▶ TEXTO DE LEITURA
-=-=-=-=-

De
novo agora todos os latidos, mandíbulas, miras, gatilhos, patas, línguas
espumosas, risos gordurosos, emboscadas e dardos convergem em sua direção.
por:
Saul Leblon / www.cartamaior.com.br
Um
juiz estala os dedos, a ordem se propaga pelo dispositivo midiático
conservador.
A
ordem é disseminada por um colunista especializado na arte dos ganidos
demarcatórios.
‘(O
juiz) acha que dá para pegar ele’, uiva entre espasmos de ansiedade e
sofreguidão.
A
mensagem ganha diferentes versões no dispositivo midiático.
Contra
Getúlio, Juscelino e Jango era Lacerda principalmente quem dava a cadência das
senhas golpistas.
Lacerda
agora é o jornalismo; os colunistas, em especial, seu autofalante mais
exclamativo.
Ao
‘salve geral’ narrativas são adaptadas ao sotaque de cada público específico.
Desde a mais crua, às colunas especializadas em dizer o mesmo com afetação
pretensamente macroeconômica ou jurídica.
A
mensagem é a mesma: ‘Dá para pegar ele’.
‘Ele’
é o troféu mais cobiçado, a cabeça a ser pendurada no espaço central da parede
onde já figuram outras peças
embalsamadas pelos taxidermistas a serviço da caçada ininterrupta do
conservadorismo na história do país.
Mas
falta a dele, uma cobiça acalentada pelos quase dez anos que remontam a 2005/
2006.
‘Ele’?
Lula.
O
metalúrgico que ascendeu ao posto de maior líder político do país desde Getúlio
Vargas, e cuja morte política já foi uivada pela matilha um sem número de
vezes.
De
novo agora todos os latidos, mandíbulas, miras, gatilhos, patas, línguas
espumosas, risos gordurosos, emboscadas e dardos convergem em sua direção.
Mas
há uma novidade na sofreguidão dos latidos.
Erros
cometidos em inéditos doze anos de poder do maior partido de trabalhadores da
América Latina, emergiram com força do chão movediço da crise mundial, contra a
qual os recursos da resistência do Estado brasileiro se esgotaram.
O
problema principal não é o ajuste que sucedeu a isso.
Não
é Dilma.
Seu
governo, a composição, a política em curso refletem um flanco anterior mais
grave que pode ser sintetizado no distanciamento orgânico entre ‘a caça’ e seu
imenso entorno popular.
É
esse distanciamento que o ajuste em curso espelha, ao mesmo tempo em que age
para aprofunda-lo.
E
é ele também que explica os ganidos em decibéis crescentes, o cheiro forte de
urina demarcando o território conquistado no avanço ininterrupto do tropel.
Mas
não sem dificuldade.
O
ciclo iniciado em 2003 tirou algumas dezenas de milhões de brasileiros da
pobreza; deu mobilidade a outros tantos milhões na pirâmide de renda.
A
inclusão foi tão expressiva que sob a cortina de fogo impiedosa do monopólio
midiático há quase uma década, acuado, ferido e enxovalhado noite e dia, sem
espaço de resposta, Lula ainda figura como o nome que parte com 25% dos votos
nas sondagens da corrida presidencial para 2018, contra 35% de Aécio Neves.

-=-=-=-=-

▶ REGISTROS
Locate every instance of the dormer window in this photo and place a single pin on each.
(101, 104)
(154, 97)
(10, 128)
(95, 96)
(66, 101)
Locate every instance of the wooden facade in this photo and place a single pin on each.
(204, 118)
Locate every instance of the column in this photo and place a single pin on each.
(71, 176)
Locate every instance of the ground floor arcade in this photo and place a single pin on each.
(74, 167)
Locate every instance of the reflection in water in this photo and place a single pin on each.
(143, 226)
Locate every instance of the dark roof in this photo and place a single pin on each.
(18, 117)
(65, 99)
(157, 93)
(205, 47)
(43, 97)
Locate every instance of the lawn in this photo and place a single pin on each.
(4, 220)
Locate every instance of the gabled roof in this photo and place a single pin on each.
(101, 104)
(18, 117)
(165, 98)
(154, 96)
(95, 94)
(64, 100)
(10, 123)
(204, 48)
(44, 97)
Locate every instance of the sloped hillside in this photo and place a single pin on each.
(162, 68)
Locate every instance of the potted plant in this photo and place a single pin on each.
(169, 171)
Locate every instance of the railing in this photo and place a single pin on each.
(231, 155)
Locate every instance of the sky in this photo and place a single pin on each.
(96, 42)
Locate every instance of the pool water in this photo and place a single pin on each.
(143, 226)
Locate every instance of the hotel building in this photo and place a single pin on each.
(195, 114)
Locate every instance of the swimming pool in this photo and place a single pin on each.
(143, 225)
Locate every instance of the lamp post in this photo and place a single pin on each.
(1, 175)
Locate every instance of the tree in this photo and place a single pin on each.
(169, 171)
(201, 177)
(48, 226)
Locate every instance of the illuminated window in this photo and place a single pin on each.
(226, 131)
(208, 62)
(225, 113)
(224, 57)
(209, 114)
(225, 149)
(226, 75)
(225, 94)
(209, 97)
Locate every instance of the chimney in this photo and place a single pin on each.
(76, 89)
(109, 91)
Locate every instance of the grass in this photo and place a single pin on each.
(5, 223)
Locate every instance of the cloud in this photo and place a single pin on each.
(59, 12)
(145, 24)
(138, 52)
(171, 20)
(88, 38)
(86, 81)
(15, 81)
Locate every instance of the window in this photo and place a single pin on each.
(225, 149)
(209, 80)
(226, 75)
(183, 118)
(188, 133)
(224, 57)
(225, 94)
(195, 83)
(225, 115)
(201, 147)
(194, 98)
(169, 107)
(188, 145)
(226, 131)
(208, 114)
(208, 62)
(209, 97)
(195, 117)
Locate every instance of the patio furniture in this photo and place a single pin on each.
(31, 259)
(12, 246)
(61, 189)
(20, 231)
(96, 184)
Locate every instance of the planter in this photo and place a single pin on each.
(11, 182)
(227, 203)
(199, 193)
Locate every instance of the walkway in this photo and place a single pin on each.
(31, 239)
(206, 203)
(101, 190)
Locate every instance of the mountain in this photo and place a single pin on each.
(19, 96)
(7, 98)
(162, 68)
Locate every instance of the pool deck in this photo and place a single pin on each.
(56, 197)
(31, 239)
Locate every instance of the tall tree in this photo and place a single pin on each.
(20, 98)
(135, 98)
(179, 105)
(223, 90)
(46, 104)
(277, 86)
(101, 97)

-=-=-=-=-

▶ EXERCÍCIOS PROPOSTOS
(a) Reescreva em forma de lista, mantendo os fatos principais, o parágrafo do texto de leitura que começa com "A inclusão foi tão expressiva".
(b) De acordo com o texto de leitura, por que Lula ainda aparece com 25% dos votos nas sondagens para 2018? Responda em até três frases.
(c) Estenda o texto de leitura sobre Lula e a mídia conservadora a partir de sua última frase.

▶ RESPOSTAS POR TAREFA
(a)
- A inclusão social foi muito expressiva.
- Há quase uma década, Lula sofre ataques do monopólio midiático, sem espaço de resposta.
- Mesmo assim, aparece com 25% dos votos nas sondagens para a eleição presidencial de 2018.
- Aécio Neves aparece com 35%.

(b) O ciclo iniciado em 2003 tirou algumas dezenas de milhões de brasileiros da pobreza e deu mobilidade a outros tantos milhões na pirâmide de renda. Essa inclusão foi tão expressiva que Lula continua com 25% das intenções de voto. Isso acontece mesmo depois de quase uma década de ataques do monopólio midiático, sem espaço de resposta.

(c)
Mas
a direita sabe que isso é pouco para ele reverter.
Com
acesso diário à tevê hoje sonegado, ao rádio e ao debate num cenário econômico
que dificilmente será pior do que o atual, os dez pontos da vantagem do tucano
– segundo o Datafolha -- podem derreter em questão de dias.
Então
é preciso liquidar a fatura hoje. Agora. Na janela de oportunidade entre o
vácuo orgânico criado em torno da presa e a próxima temporada de imersão no
oceano popular.
‘(O
juiz) acha que dá para pegar ele’, telegrafa o colunista que alardeia
intimidades com a caçada e objetivamente compõe o galope.
A
disjuntiva ‘combate à corrupção’ versus ‘ impunidade’ serve para aspergir
legalidade ao tiro ao alvo em marcha que busca a cabeça encomendada para
figurar na parede dos abates ilustres de Getúlio, Jango, entre outros.
Passar
a limpo a política brasileira?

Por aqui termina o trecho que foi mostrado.